=== Belge bölümü ===
•••

"Cumhurbaşkanına hakaret"ten kapınız çaldığında bilmeniz gereken her şey

Bülent Serim yazdı: "Cumhurbaşkanına hakaret"ten kapınız çaldığında bilmeniz gereken her şey

Gün geçmiyor ki, Cumhurbaşkanı’na hakaret suçlamasıyla bir yurttaş ya da bir gazeteci tutuklanmasın ya da hakkında dava açılmasın. Özellikle de gençlerden aynı suçlamayla tutuklananlar çok fazla. Hatta bir cinayet işlemiş ya da terör suçlusuymuş gibi, sabah erken evleri basılıp gözaltına alınanlar da var.

Neden tutuklanıyorlar belli değil.

Diğer kişilere hakaret şikayete bağlı suçlardandır. Tutuklanmadan yargılanırlar. Suç varsa cezaları verilir.

Türk Ceza Yasası’nın 299. maddesinde Cumhurbaşkanı’na hakaret suçu özel olarak düzenlenmiştir. Maddeye göre, Cumhurbaşkanı’na hakaret eden kişi, bir yıldan dört yıla kadar hapis cezası ile cezalandırılır. Suçun alenen işlenmesi durumunda, verilecek ceza altıda biri oranında artırılır.

Yine maddede, bu suçtan dolayı kovuşturma yapılmasının Adalet Bakanı’nın iznine bağlı olduğu yazılıdır. Yani gözaltına alınan ya da tutuklanan kişi hakkında dava açılabilmesi için, önce Adalet Bakanı’ndan izin alınması gerekmektedir.

•••

=== Alıştırmanın içeriği ===
Cumhurbaşkanına hakaret konulu yazıya göre:
1. Bu suç Türk Ceza Yasası'nın hangi maddesinde düzenlenmiştir?
2. Suç alenen işlenirse ceza hangi oranda artırılır?
3. Bu suçtan kovuşturma yapılması kimin iznine bağlıdır?

•••

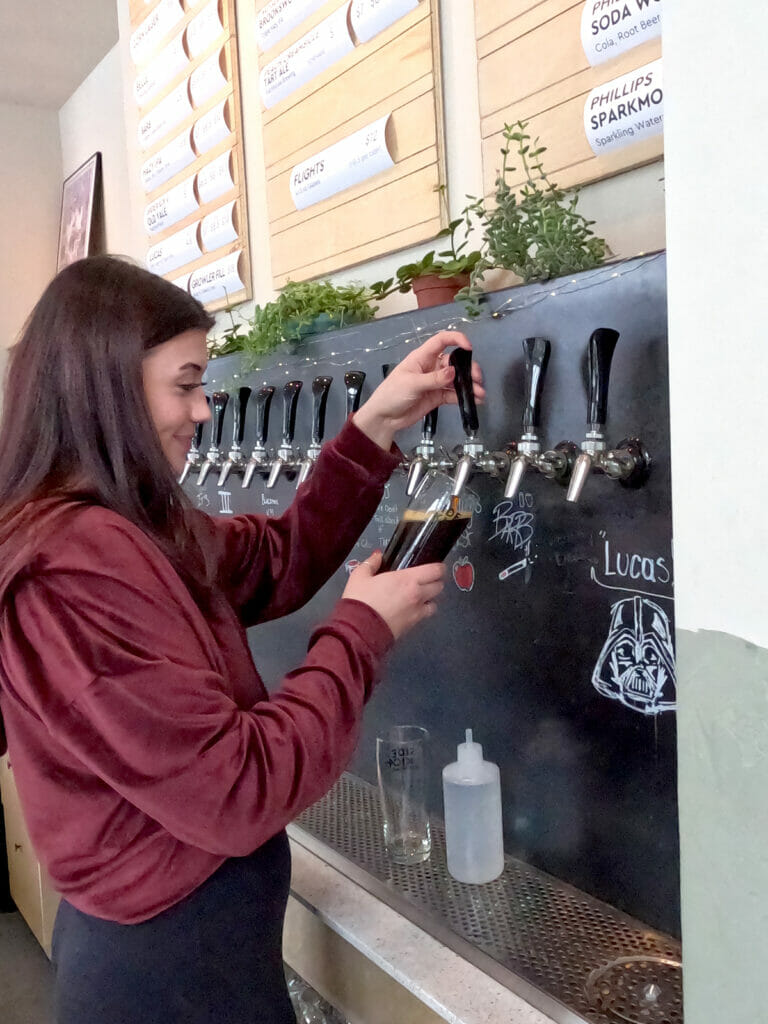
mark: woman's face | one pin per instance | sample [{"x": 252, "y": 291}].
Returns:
[{"x": 172, "y": 377}]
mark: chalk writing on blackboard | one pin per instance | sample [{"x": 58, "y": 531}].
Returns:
[
  {"x": 473, "y": 503},
  {"x": 636, "y": 665},
  {"x": 615, "y": 566}
]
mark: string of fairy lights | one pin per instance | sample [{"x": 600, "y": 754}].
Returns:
[{"x": 356, "y": 342}]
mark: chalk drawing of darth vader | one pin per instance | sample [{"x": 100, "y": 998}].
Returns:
[{"x": 637, "y": 663}]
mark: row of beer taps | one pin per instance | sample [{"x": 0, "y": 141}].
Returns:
[{"x": 567, "y": 463}]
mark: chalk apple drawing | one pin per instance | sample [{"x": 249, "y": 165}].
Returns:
[{"x": 464, "y": 574}]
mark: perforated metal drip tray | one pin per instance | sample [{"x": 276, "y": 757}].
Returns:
[{"x": 565, "y": 952}]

•••

=== Tamamlanmış yanıt ===
1. 299. maddesinde.
2. Altıda biri oranında.
3. Adalet Bakanı'nın.